---------- Text ----------
Richard Sandiford wrote:
> Returning to this old thread...
> 
> Richard Sandiford <rdsandiford@googlemail.com> writes:
>> Tejas Belagod <tbelagod@arm.com> writes:
>>> When I relaxed CANNOT_CHANGE_MODE_CLASS to undefined for AArch64,
>>> gcc.c-torture/execute/copysign1.c generates incorrect code because LRA cannot
>>> seem to handle subregs like
>>>
>>>   (subreg:DI (reg:TF hard_reg) 8)
>>>
>>> on hard registers where the subreg byte offset is unaligned to a hard register
>>> boundary(16 for AArch64). It seems to quietly ignore the 8 and resolves this to
>>> incorrect an hard register during reload.
>>>
>>> When I compile this test with -O3,
>>>
>>> long double
>>> cl (long double x, long double y)
>>> {
>>>    return __builtin_copysignl (x, y);
>>> }
>>>
>>> cs.c.213r.ira:
>>>
>>> (insn 26 10 33 2 (set (reg:DI 87 [ y+8 ])
>>>          (subreg:DI (reg:TF 33 v1 [ y ]) 8)) cs.c:4 34 {*movdi_aarch64}
>>>       (expr_list:REG_DEAD (reg:TF 33 v1 [ y ])
>>>          (nil)))
>>> (insn 33 26 35 2 (set (reg:TF 93)
>>>          (reg:TF 32 v0 [ x ])) cs.c:4 40 {*movtf_aarch64}
>>>       (expr_list:REG_DEAD (reg:TF 32 v0 [ x ])
>>>          (nil)))
>>> (insn 35 33 34 2 (set (reg:DI 92 [ x+8 ])
>>>          (subreg:DI (reg:TF 93) 8)) cs.c:4 34 {*movdi_aarch64}
>>>       (nil))
>>> (insn 34 35 23 2 (set (reg:DI 91 [ x ])
>>>          (subreg:DI (reg:TF 93) 0)) cs.c:4 34 {*movdi_aarch64}
>>>       (expr_list:REG_DEAD (reg:TF 93)
>>>          (nil)))
>>> ....
>>>
>>> cs.c.214r.reload
>>>
>>> (insn 26 10 33 2 (set (reg:DI 2 x2 [orig:87 y+8 ] [87])
>>>          (reg:DI 33 v1 [ y+8 ])) cs.c:4 34 {*movdi_aarch64}
>>>       (nil))
---------- Entries supplied ----------
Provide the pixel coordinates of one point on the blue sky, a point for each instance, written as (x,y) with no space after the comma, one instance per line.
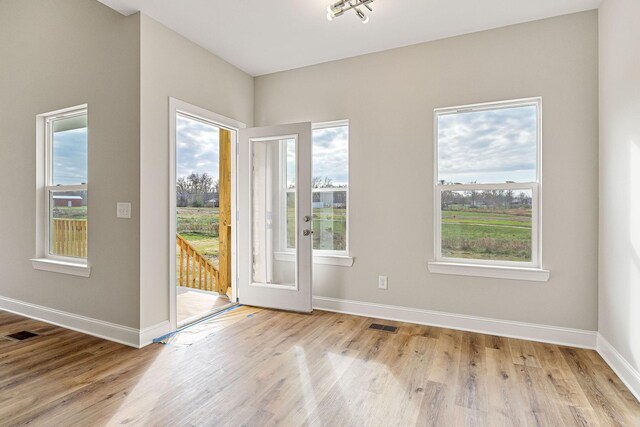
(70,157)
(198,150)
(492,146)
(331,154)
(197,147)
----------
- **Tasks to carry out**:
1. According to the LRA subreg thread, which test produced incorrect code once CANNOT_CHANGE_MODE_CLASS was relaxed to undefined for AArch64?
2. Continue the LRA subreg thread from its last line.
The rows come from a different source than the LRA subreg thread.

- **Responses to the exercise**:
1. gcc.c-torture/execute/copysign1.c

2.
>>> (insn 33 26 35 2 (set (reg:TF 0 x0 [93])
>>>          (reg:TF 32 v0 [ x ])) cs.c:4 40 {*movtf_aarch64}
>>>       (nil))
>>> (insn 35 33 34 2 (set (reg:DI 1 x1 [orig:92 x+8 ] [92])
>>>          (reg:DI 1 x1 [+8 ])) cs.c:4 34 {*movdi_aarch64}
>>>       (nil))
>>> (insn 34 35 8 2 (set (reg:DI 0 x0 [orig:91 x ] [91])
>>>          (reg:DI 0 x0 [93])) cs.c:4 34 {*movdi_aarch64}
>>>       (nil))
>>> .....
>>>
>>> You can see the changes to insn 26 before and after reload - the SUBREG_BYTE
>>> offset of 8 seems to have been translated to v0 instead of v0.d[1] by
>>> get_hard_regno ().
>>>
>>> What's interesting here is that the SUBREG_BYTE that is generated for
>>>
>>> (subreg:DI (reg:TF 33 v1 [ y ]) 8)
>>>
>>> isn't aligned to a hard register boundary on SIMD regs where UNITS_PER_VREG for
>>> AArch64 is 16. Therefore when this subreg is resolved, it resolves to v1 instead
>>> of v1.d[1]. Is this something going wrong in LRA or is this a more fundamental
>>> problem with generating subregs of hard regs with unaligned subreg byte offsets?
>>> The same subreg on a pseudo works OK because in insn 33, the TF mode is
>>> allocated integer registers and all is well.
>> I think this is the same problem that was being discussed for x86
>> after your no-op vec-select patch:
>>
>>    http://gcc.gnu.org/ml/gcc-patches/2013-12/msg00801.html
>>
>> and long following thread.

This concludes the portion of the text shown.